Task A:
Set down word for word the portion of the passage below on DQ alpha and Polymarker typing, starting at "Historicall, DQ alpha" and ending at "Polymarker (PM)".
Task B:
According to the passage below on DQ alpha and Polymarker typing, which lower limit of input DNA does the manufacturer recommend for PM plus DQA1 typing?

____ Passage for review

This last example brings up an important issue with DQ alpha typing.  The 1.2 allele is actually the second most common allele in most populations.  This means there will be frequent situations where the 1.2 allele may be present but undetected as in the last example.  An obvious question is:  Why not just have a specific probe for the 1.2 allele?  The answer is that the typing strip already maximizes the probing of a relatively short stretch of DNA.  That is, the DQ alpha locus itself is only about 240 base pairs long.  The multiple probe typing strip was probably about the best that could be done in terms of detecting multiple alleles of this small locus in a single typing step.  

Historicall, DQ alpha was often the first PCR-based test that forensic labs used.  Actually, the DQ alpha system is quite different from the majority of PCR applications in the scientific community.  This will be explained in more detail below. 




Polymarker (PM) 

The PM portion of the PM plus DQA1TM  kit involves 5 genetic loci in addition to DQ alpha. (The manufacturer/ distributor's name has changed from Roche Molecular to PE Applied Biosystems).  These additional loci are named for historical reasons.  The 5 loci are LDLR, GYPA, HBGG, D7S8 and GC.  Each of these represents a distinct location or locus in the DNA.  The 5 non-DQ alpha loci have rather simple allelic variations compared to DQ alpha.  For example, there are only two LDLR alleles detected by the system, allele A and allele B.  The same is true for GYPA and D7S8 that each have A and B alleles that can be detected .  The loci, HBGG and GC each have A, B and C alleles, three variations each in other words.  Thus, reading PM typing strips is fairly simple at least on the surface.  Here are some examples:


 The manufacturer recommends a lower limit of input DNA for PM plus DQA1 typing.  The reason for this lower limit (2 nanograms, ng) is the possibility of missing alleles if the input DNA is too low.  Missing alleles (related terms are "allelic dropout" and differential amplification) is certainly possible in the author's opinion, particularly with low amounts of DNA or degraded DNA.  The phenomenon of failing to detect all alleles present was discussed in the context of DQ alpha in the original User's Guide  although the conditions under which this may occur were not precisely defined with respect to amount of input DNA and the condition of input DNA.  The potential for missing an allele of course increases if the control or S dot is absent or extremely weak, remembering that the C and S dots test whether a threshold has been reached at the PCR and later stages.  The following example illustrates how a DNA profile of one person might change to that of another due to failure to detect an allele. 


 Failure to detect alleles under certain circumstances is a theoretical probability and was actually demonstrated for DQ alpha in the original User's Guide.  The theory that addresses this is called, the "stochastic effect."  In addition to the stochastic effect, a PCR phenomenon called "differential amplification" may play a role when input DNA amounts are low, when input DNA is extensively degraded and possibly at other times.

________
____ Source material

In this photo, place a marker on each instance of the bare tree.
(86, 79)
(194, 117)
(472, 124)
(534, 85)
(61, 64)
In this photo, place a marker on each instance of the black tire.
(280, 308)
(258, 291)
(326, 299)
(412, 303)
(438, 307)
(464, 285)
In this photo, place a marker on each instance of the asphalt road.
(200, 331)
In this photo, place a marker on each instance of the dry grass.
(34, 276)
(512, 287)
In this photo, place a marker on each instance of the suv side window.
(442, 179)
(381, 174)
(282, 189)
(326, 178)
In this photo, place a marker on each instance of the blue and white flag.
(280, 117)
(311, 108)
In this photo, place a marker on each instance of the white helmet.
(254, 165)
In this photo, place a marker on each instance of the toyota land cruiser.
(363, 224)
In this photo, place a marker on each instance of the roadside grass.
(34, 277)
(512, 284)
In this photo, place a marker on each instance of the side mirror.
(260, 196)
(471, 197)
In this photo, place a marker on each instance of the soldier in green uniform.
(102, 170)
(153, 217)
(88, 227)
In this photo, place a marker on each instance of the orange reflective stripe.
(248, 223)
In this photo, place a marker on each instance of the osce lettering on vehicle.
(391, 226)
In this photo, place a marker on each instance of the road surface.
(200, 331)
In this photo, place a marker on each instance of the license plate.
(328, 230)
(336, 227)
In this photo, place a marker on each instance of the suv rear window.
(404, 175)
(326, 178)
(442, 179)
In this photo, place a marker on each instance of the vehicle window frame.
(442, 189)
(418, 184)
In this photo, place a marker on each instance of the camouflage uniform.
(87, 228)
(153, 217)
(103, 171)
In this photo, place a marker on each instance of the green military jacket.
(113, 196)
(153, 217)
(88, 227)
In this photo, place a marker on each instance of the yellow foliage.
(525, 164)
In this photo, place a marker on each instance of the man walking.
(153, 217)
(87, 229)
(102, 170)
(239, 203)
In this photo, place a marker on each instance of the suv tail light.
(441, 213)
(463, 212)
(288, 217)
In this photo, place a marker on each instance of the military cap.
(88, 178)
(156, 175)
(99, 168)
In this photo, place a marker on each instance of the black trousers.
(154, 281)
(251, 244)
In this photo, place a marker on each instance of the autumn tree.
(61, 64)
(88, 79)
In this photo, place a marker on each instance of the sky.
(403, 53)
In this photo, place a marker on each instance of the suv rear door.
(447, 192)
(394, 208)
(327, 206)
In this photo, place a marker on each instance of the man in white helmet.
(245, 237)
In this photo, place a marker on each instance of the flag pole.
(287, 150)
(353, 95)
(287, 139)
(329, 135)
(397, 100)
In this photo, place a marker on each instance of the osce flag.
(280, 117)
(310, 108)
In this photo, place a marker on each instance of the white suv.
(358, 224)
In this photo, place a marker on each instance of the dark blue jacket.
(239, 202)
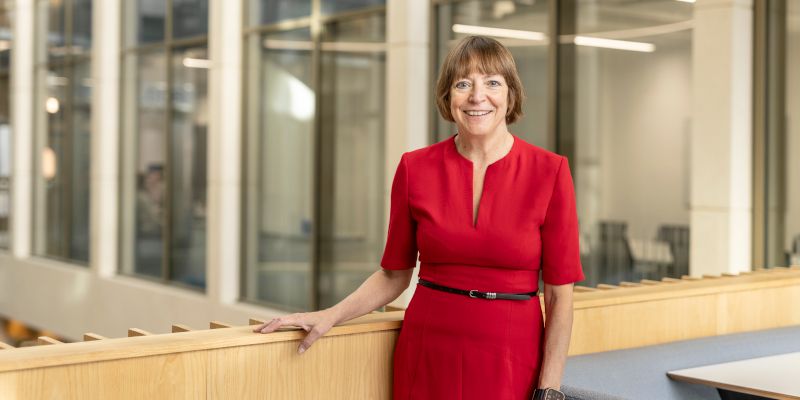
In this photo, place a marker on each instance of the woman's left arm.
(557, 332)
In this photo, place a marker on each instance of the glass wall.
(62, 126)
(6, 42)
(792, 174)
(164, 142)
(630, 161)
(523, 28)
(314, 150)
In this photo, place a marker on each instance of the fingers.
(312, 337)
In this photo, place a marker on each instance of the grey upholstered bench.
(641, 373)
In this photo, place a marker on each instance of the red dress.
(453, 346)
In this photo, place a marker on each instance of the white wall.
(792, 220)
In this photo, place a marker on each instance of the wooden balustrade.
(354, 359)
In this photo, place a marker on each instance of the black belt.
(479, 295)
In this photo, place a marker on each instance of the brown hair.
(487, 56)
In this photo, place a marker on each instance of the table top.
(775, 376)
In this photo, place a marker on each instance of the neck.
(484, 149)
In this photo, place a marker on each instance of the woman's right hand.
(316, 323)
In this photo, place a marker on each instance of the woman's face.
(479, 102)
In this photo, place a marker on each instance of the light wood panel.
(47, 340)
(135, 332)
(89, 336)
(176, 328)
(362, 369)
(640, 316)
(171, 376)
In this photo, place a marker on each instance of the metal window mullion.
(166, 259)
(68, 134)
(316, 75)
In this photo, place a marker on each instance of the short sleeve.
(561, 262)
(401, 241)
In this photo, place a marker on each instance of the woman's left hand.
(316, 323)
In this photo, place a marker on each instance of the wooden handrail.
(152, 345)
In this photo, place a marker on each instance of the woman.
(486, 212)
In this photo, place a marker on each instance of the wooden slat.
(47, 340)
(177, 328)
(89, 336)
(218, 325)
(134, 332)
(649, 282)
(154, 345)
(605, 286)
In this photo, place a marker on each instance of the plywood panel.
(173, 376)
(356, 366)
(636, 324)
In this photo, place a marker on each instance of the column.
(721, 143)
(22, 128)
(408, 91)
(105, 152)
(224, 151)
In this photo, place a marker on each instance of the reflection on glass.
(51, 27)
(336, 6)
(187, 166)
(150, 20)
(5, 128)
(791, 244)
(81, 26)
(458, 20)
(189, 18)
(271, 11)
(631, 143)
(280, 154)
(146, 114)
(352, 155)
(62, 218)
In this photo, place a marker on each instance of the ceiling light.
(196, 63)
(614, 44)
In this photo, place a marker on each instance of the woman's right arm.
(378, 290)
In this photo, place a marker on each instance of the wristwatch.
(548, 394)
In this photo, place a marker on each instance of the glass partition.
(313, 218)
(631, 101)
(164, 141)
(62, 131)
(6, 44)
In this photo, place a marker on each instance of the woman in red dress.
(486, 212)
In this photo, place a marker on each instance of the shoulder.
(539, 159)
(429, 154)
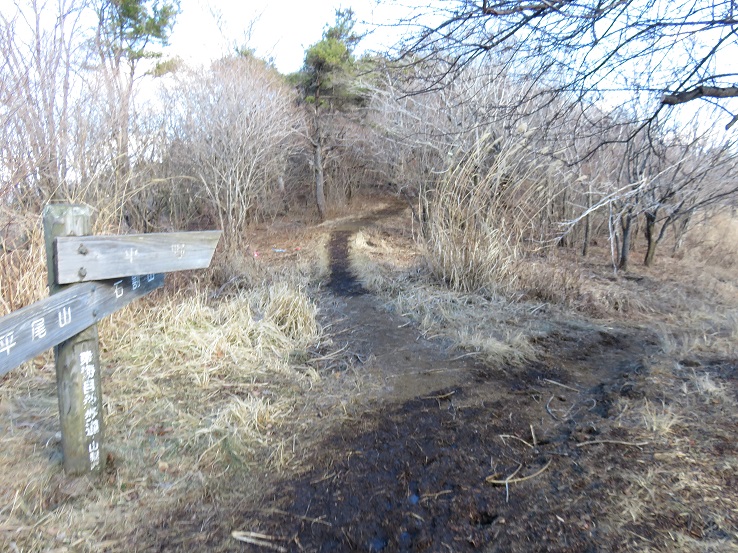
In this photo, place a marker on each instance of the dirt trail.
(411, 473)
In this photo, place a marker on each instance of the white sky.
(282, 29)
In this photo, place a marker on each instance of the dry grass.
(688, 483)
(198, 382)
(22, 262)
(488, 211)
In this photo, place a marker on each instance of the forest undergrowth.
(235, 371)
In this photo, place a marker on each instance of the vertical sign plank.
(77, 360)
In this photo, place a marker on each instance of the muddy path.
(449, 454)
(457, 456)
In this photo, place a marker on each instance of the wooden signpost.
(110, 272)
(84, 258)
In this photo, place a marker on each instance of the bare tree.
(231, 130)
(41, 48)
(671, 52)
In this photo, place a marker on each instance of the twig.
(616, 442)
(503, 436)
(443, 396)
(300, 517)
(511, 480)
(254, 538)
(548, 409)
(560, 384)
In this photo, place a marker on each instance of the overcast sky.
(207, 29)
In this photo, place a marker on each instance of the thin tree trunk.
(627, 226)
(651, 240)
(587, 223)
(319, 176)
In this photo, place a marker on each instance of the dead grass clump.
(194, 388)
(712, 241)
(682, 496)
(22, 262)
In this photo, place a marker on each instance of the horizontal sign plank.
(88, 258)
(34, 329)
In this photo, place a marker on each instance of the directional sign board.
(87, 258)
(34, 329)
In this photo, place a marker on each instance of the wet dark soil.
(457, 456)
(453, 455)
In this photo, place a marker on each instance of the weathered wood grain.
(34, 329)
(88, 258)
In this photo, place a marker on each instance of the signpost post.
(111, 271)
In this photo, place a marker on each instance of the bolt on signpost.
(78, 381)
(89, 278)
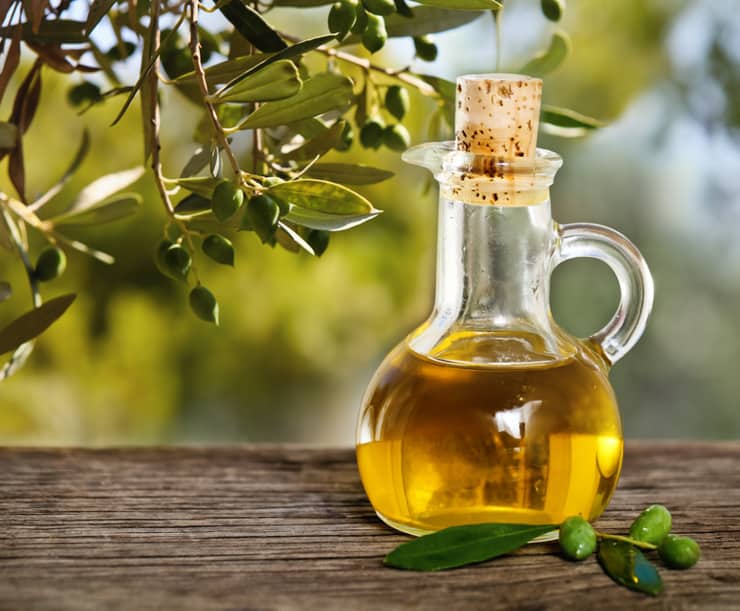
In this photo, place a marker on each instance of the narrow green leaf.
(315, 219)
(146, 69)
(198, 160)
(319, 94)
(427, 20)
(462, 545)
(464, 5)
(567, 123)
(104, 187)
(6, 291)
(291, 240)
(321, 195)
(224, 71)
(319, 145)
(277, 81)
(8, 135)
(33, 323)
(250, 24)
(349, 173)
(124, 205)
(297, 49)
(98, 10)
(627, 565)
(202, 185)
(551, 58)
(55, 31)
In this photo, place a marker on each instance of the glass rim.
(447, 163)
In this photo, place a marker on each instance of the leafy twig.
(203, 85)
(401, 75)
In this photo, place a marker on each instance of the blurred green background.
(300, 337)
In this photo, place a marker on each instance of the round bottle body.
(446, 442)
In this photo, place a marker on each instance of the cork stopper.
(498, 115)
(496, 122)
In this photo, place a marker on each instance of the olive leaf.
(627, 566)
(56, 31)
(291, 240)
(98, 10)
(551, 58)
(202, 185)
(319, 94)
(349, 173)
(465, 5)
(462, 545)
(6, 291)
(250, 24)
(101, 212)
(322, 196)
(33, 323)
(567, 123)
(235, 70)
(198, 160)
(277, 81)
(103, 188)
(8, 135)
(326, 221)
(319, 145)
(427, 20)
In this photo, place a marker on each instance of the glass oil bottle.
(490, 412)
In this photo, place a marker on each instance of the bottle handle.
(635, 282)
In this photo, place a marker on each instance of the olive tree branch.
(203, 85)
(402, 75)
(153, 103)
(23, 351)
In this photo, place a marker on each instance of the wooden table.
(290, 528)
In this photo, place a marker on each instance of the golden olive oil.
(447, 442)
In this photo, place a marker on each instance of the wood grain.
(290, 528)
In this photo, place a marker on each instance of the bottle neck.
(493, 279)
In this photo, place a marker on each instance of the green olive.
(227, 199)
(425, 48)
(360, 20)
(345, 139)
(263, 214)
(51, 264)
(371, 134)
(577, 538)
(375, 35)
(319, 241)
(396, 137)
(397, 101)
(159, 255)
(652, 525)
(177, 262)
(679, 552)
(271, 181)
(553, 9)
(204, 304)
(85, 92)
(219, 248)
(342, 16)
(380, 7)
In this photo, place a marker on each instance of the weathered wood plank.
(289, 528)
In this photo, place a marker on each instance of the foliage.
(620, 557)
(252, 84)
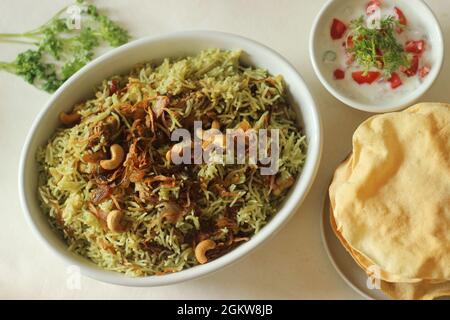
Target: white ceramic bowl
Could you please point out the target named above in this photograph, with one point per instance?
(122, 59)
(416, 10)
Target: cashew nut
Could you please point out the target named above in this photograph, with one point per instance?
(117, 156)
(114, 221)
(69, 119)
(245, 125)
(202, 248)
(177, 149)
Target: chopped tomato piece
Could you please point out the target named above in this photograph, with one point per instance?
(401, 18)
(379, 59)
(349, 42)
(339, 74)
(338, 29)
(413, 68)
(368, 78)
(424, 71)
(415, 46)
(373, 6)
(395, 81)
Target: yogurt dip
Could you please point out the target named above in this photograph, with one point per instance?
(344, 68)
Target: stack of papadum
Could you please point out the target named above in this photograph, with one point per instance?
(390, 201)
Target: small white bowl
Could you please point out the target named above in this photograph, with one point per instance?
(121, 60)
(416, 10)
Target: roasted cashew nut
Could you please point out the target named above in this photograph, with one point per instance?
(117, 157)
(114, 221)
(69, 119)
(202, 248)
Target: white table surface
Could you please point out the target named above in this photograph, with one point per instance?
(293, 264)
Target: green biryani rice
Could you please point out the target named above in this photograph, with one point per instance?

________

Answer box A:
Historicall, DQ alpha was often the first PCR-based test that forensic labs used.  Actually, the DQ alpha system is quite different from the majority of PCR applications in the scientific community.  This will be explained in more detail below. 




Polymarker (PM)

Answer box B:
2 nanograms (ng).